» GOAL: Extract each line of the material below that contains the word "front".

» LISTED ENTRIES:
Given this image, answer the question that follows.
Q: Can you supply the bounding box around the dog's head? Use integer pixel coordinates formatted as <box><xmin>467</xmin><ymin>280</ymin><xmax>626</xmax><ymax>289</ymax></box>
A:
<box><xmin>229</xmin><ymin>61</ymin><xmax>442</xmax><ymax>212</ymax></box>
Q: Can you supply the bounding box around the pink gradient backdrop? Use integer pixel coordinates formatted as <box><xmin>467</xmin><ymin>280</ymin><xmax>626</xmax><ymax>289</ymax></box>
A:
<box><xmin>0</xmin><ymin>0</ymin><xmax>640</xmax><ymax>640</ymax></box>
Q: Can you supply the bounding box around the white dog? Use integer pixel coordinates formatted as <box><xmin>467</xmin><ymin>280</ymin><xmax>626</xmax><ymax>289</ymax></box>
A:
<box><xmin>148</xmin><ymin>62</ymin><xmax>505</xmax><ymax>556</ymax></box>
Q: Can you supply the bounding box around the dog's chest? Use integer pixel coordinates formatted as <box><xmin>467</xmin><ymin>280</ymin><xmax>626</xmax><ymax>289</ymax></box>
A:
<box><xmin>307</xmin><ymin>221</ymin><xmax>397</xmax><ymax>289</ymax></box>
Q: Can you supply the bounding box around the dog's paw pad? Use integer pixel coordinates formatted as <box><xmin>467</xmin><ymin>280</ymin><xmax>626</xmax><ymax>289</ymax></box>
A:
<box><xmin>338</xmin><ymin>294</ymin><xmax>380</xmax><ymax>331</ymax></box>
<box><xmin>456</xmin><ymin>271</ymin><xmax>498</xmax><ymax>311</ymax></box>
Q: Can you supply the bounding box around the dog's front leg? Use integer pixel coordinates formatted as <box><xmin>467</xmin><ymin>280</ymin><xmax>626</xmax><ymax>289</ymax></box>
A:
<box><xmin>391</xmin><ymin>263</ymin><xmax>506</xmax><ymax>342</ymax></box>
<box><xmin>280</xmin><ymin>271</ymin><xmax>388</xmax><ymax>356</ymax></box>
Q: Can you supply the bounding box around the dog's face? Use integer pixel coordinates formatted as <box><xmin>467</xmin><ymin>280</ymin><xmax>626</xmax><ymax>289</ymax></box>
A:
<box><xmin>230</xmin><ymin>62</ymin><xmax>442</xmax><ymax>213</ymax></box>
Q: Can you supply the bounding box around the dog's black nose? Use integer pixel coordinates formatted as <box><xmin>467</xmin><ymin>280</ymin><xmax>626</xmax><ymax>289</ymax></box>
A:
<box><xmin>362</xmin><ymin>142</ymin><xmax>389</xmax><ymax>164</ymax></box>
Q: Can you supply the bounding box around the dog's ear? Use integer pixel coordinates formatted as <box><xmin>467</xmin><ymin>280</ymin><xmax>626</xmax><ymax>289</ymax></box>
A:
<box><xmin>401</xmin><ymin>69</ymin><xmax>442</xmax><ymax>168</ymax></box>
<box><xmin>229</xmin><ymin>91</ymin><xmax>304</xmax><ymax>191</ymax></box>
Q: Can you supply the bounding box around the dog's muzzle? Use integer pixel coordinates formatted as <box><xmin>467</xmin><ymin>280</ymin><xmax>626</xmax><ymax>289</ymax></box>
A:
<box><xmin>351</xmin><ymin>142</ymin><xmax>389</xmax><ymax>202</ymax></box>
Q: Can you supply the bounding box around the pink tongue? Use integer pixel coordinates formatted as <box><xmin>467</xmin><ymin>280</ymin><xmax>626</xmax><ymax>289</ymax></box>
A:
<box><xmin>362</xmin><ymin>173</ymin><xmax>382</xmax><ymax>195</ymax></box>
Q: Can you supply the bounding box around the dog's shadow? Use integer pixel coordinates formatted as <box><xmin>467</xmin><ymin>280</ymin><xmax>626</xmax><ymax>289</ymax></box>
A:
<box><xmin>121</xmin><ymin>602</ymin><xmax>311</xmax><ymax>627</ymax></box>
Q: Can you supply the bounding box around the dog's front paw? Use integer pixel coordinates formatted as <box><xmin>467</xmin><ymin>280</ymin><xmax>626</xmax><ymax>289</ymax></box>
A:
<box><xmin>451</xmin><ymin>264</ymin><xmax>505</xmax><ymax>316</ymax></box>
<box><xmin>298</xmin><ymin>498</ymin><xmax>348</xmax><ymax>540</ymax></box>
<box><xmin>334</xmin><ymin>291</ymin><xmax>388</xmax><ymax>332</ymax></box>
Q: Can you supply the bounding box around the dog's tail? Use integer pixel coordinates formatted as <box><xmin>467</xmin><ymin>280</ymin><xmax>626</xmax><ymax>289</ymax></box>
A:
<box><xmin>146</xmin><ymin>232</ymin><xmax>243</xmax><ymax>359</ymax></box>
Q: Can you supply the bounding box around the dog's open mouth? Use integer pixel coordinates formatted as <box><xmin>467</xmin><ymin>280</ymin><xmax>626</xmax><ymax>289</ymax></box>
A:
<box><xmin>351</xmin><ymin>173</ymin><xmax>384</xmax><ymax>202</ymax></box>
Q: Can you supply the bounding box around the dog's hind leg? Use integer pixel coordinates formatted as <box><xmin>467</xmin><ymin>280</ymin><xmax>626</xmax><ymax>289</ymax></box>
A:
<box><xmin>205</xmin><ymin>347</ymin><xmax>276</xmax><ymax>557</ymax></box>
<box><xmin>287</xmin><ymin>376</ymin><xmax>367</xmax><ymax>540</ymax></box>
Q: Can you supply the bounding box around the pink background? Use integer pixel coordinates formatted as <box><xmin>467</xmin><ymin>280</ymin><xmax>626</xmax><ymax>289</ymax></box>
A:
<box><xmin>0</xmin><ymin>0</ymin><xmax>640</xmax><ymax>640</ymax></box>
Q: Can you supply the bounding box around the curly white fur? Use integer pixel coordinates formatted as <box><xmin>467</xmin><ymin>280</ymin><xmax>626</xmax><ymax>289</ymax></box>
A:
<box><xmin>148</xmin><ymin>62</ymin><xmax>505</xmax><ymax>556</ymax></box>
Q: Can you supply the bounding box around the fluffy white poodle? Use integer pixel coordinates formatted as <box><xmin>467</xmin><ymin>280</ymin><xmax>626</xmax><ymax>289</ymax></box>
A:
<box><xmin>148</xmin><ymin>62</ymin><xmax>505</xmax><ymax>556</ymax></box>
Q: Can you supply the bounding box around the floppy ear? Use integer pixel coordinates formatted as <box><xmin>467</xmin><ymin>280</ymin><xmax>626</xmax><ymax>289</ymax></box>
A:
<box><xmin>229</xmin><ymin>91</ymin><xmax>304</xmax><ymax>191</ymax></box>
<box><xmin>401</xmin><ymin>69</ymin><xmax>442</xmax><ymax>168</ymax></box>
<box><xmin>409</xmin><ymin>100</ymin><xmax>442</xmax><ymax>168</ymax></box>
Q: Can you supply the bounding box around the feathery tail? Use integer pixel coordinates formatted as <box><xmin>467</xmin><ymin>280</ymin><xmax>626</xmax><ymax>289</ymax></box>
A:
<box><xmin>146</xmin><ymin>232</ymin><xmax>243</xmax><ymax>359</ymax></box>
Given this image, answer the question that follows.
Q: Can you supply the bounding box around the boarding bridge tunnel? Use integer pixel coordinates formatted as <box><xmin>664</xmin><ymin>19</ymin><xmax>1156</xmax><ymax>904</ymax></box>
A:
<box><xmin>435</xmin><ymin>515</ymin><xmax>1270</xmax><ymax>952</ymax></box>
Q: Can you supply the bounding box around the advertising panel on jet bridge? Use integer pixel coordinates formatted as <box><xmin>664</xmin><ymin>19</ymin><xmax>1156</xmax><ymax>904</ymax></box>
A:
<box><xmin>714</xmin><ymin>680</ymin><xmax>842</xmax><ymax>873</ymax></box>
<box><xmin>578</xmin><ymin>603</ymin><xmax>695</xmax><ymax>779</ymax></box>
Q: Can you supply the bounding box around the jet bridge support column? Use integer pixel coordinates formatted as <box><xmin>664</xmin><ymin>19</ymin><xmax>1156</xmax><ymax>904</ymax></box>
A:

» EXERCISE RESPONSE:
Q: Can you supply the bounding box around the dog's front leg? Use integer pixel coordinates formatted as <box><xmin>467</xmin><ymin>280</ymin><xmax>626</xmax><ymax>289</ymax></box>
Q: Can you supply the bounding box around the dog's front paw? Use integer pixel coordinates formatted as <box><xmin>467</xmin><ymin>280</ymin><xmax>626</xmax><ymax>289</ymax></box>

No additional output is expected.